- **Task instructions**
#1 Please rewrite the proxy detection guide from "Here is the" to "setup quietly satisfies.", substituting "signature" for "fingerprint".
#2 In the proxy detection guide, what does the abbreviation ASN stand for?
#3 Carry on writing the proxy detection guide from the point where it stops.

- **Extracted text**
How Websites Detect Proxies (and How to Not Get Flagged)

Most writing about proxy detection comes from the outside, from people trying to get past a wall. We spend our time on the other side of it. Alongside our proxy network we run FFraud, an IP-intelligence engine that scores millions of addresses for the same fraud and bot signals defended websites act on. So when we explain how websites detect proxies, we are describing a seat we actually sit in, not guessing at it from the doorway.

Here is the first thing that seat teaches you: a site almost never catches "a proxy." It catches a collection of small mismatches that, added together, do not look like a person. This guide walks the whole detection stack in the order a site reads it, from the network the IP belongs to up through your browser's fingerprint and behavior, so you can see which signals give a proxy away and which ones a clean setup quietly satisfies.

How do websites detect proxies?

Websites detect proxies by combining signals rather than catching the proxy itself. They classify the IP's network (hosting ranges look nothing like home ISPs), compare your TLS and HTTP/2 fingerprint against the browser your headers claim, watch your request rate and navigation, and look for DNS or WebRTC leaks that expose your real address. No single check convicts you. The stack does.

It starts with the network, not the IP

The first thing our engine looks at, and the first thing a defended site looks at, is not your specific address. It is the network that owns it. Every IP on the internet belongs to an ASN (Autonomous System Number), a public identifier for the organization that holds the range. That mapping is not secret. Anyone can look up that 203.0.113.0/24 belongs to a hosting company and 198.51.100.0/24 belongs to a consumer ISP.

That one lookup does most of the sorting. No ordinary person browses a shopping site from a rack in a data center, so an IP whose ASN belongs to AWS, Google Cloud, or any hosting provider starts with a trust deficit before it sends a single byte of real traffic. A consumer ISP address starts clean, because it looks like exactly what it is: someone at home. This is the whole reason datacenter proxies fail on defended sites while residential ones keep working: they lose at the very first gate.

Reputation then stacks on top of classification. On our side we aggregate the things a site cannot compute on its own in real time: whether the IP sits on public blocklists, whether it has been reported for abuse, whether it is a known VPN or proxy exit, and how many unrelated services one address has touched recently. Those roll up into a single risk score, and a high one means friction (a challenge, a slow lane, or a flat block) without the site ever watching what you do. Free proxies are almost always already deep in this territory, which is one more reason free proxies get flagged so fast.

Your TLS handshake names your client

Suppose the IP passes. The next signal arrives before you send a single request, in the TLS handshake that opens the HTTPS connection. Your client sends a ClientHello that lists its cipher suites, extensions, and elliptic curves in a specific order, and that order is characteristic of the software that built it. Real Chrome produces one pattern, Firefox another, and Python's requests, Go's net/http, and curl each produce something no browser ever sends.

- **Collected data**

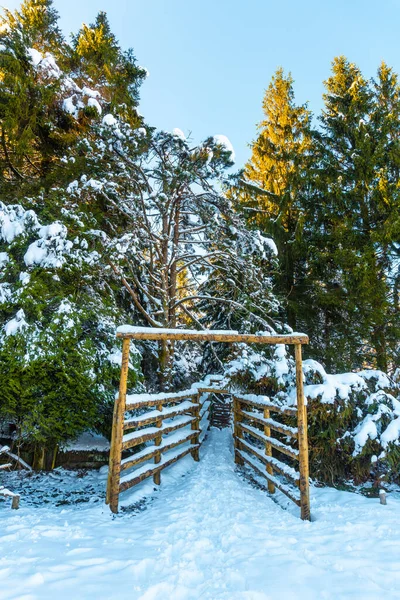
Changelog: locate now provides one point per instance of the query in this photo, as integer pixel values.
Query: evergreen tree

- **Answers per task**
#1
Here is the first thing that seat teaches you: a site almost never catches "a proxy." It catches a collection of small mismatches that, added together, do not look like a person. This guide walks the whole detection stack in the order a site reads it, from the network the IP belongs to up through your browser's signature and behavior, so you can see which signals give a proxy away and which ones a clean setup quietly satisfies.

#2 Autonomous System Number.

#3
Sites hash that handshake into a JA3 or JA4 fingerprint and compare it against the browser your User-Agent claims to be. JA3, which Salesforce published in 2017, concatenates five fields from the ClientHello in a fixed order (the TLS version, cipher suites, extensions, elliptic curves, and curve point formats) and hashes them into a 32-character MD5. JA4, the newer version from FoxIO, keeps a structured, readable format instead of one opaque hash, which makes it harder to defeat by shuffling the fields. Cloudflare is one defender that computes both during the TLS handshake and exposes them as bot signals, and because the fingerprint stays stable across destination IPs and ports, it identifies the same tool no matter which exit it rides. This is the mismatch that catches people who fixed only their IP: a pristine residential address presenting a Python TLS fingerprint is telling two stories that do not agree, and the disagreement is the flag. A proxy cannot fix this, because it forwards your bytes untouched. The handshake is yours, and it travels with you through any tunnel.

HTTP/2 rhythm and header order

Two more layers sit inside the same request. Browsers speak HTTP/2 with a recognizable rhythm: particular SETTINGS frame values, a specific window size, and a fixed order for the pseudo-headers (:method, :authority, :scheme, :path). Most scraping libraries either drop back to HTTP/1.1 or send an HTTP/2 pattern no browser produces. That is a second fingerprint, and a site reads it the same way it reads your TLS. The technique comes from Akamai's 2017 research on passive HTTP/2 fingerprinting, which showed that the SETTINGS values, the window size, and the pseudo-header order together identify the client software behind a request even when the User-Agent lies, and it is now standard in commercial anti-bot stacks.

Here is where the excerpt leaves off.